- [Goal A]:
Write out the entries again from the line containing "Point out the green" through the end of the entries, both ends included, keeping the requests and moving every coordinate in the answers up by 100.

Start Page extract

# Frame Build



## Hanny (Aug 2, 2020)

Powder coat garage build


----------



## Hanny (Aug 2, 2020)

Hollander fittings..$7.99 on eBay. Aluminum tubing $2.90/ft, Powdercoat $5.00/ft


----------



## Hanny (Aug 2, 2020)

Downriver is 6 month wait for double the cost


----------



## gwheyduke (Jul 3, 2008)

Where did you get it powder coated? I like the color. Looks a little wide, but it will certainly work.


----------



## wdeutsch (Apr 27, 2020)

Damn. Looks sharp! Where did you find aluminum tubing for $2.90/ft? I just did a rebuild on my frame and couldn't find anything NEARLY that cheap! (1.25" or 1.5" tubing?)


----------



## Bkgarlington (Jan 18, 2021)

That’s clean looking. It’s a ton of fun to build your own and and have the gratification on the rover.

Do those fittings attach with set screws? Do people drill those out and through bolt or pin for added strength?


----------



## wdeutsch (Apr 27, 2020)

Bkgarlington said:


> That’s clean looking. It’s a ton of fun to build your own and and have the gratification on the rover.
> 
> Do those fittings attach with set screws? Do people drill those out and through bolt or pin for added strength?


Set screws, generally. Can't speak for anyone else but I haven't had anything shift in a couple years on the river (including a grand trip). When I took mine apart to reconfigure recently, it took more than a couple taps with a hammer to get the fittings to release. So, even if the set screws loosened, I doubt you'd have a lot of trouble. That river grit fixes things up REAL good!


----------



## upacreek (Mar 17, 2021)

Dude that metallic flake powder coating is SHARP AF. I remember way back when every bass boat had a paint scheme like that, and then Schwinn later copied the coolness to making bikes/bags with the stuff.


----------



## Whitewater Worthy Equip (Dec 11, 2013)

Your frame looks great!!!

The width is exactly how we build ours...outside of chafe strip. It allows for more real-estate when adding deck boards. It the oars feel to light on the handles or in too low of a gear use a hollaender #30a for tower base and rotate it so the tower is inside the frame. (this will make the towers closer together. I have straight towers in stock that will allow you to tune the height by cutting them down to the correct size.

End Page extract

- [Goal B]:
According to the frame build thread, how much did the powder coating cost per foot?

Start Records supplied

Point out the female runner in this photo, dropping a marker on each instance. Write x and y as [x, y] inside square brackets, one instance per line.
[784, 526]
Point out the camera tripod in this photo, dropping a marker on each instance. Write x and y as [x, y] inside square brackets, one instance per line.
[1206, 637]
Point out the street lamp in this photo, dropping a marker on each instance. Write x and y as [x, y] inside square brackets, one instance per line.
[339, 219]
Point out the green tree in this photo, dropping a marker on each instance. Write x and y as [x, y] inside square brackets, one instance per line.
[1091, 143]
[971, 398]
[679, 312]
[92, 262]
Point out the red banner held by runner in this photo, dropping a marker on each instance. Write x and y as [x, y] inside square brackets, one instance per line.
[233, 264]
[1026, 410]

End Records supplied

- [Expected answer A]:
Point out the green tree in this photo, dropping a marker on each instance. Write x and y as [x, y] inside square brackets, one instance per line.
[1191, 243]
[1071, 498]
[779, 412]
[192, 362]
Point out the red banner held by runner in this photo, dropping a marker on each instance. Write x and y as [x, y] inside square brackets, one instance per line.
[333, 364]
[1126, 510]

- [Expected answer B]:
$5.00 per foot.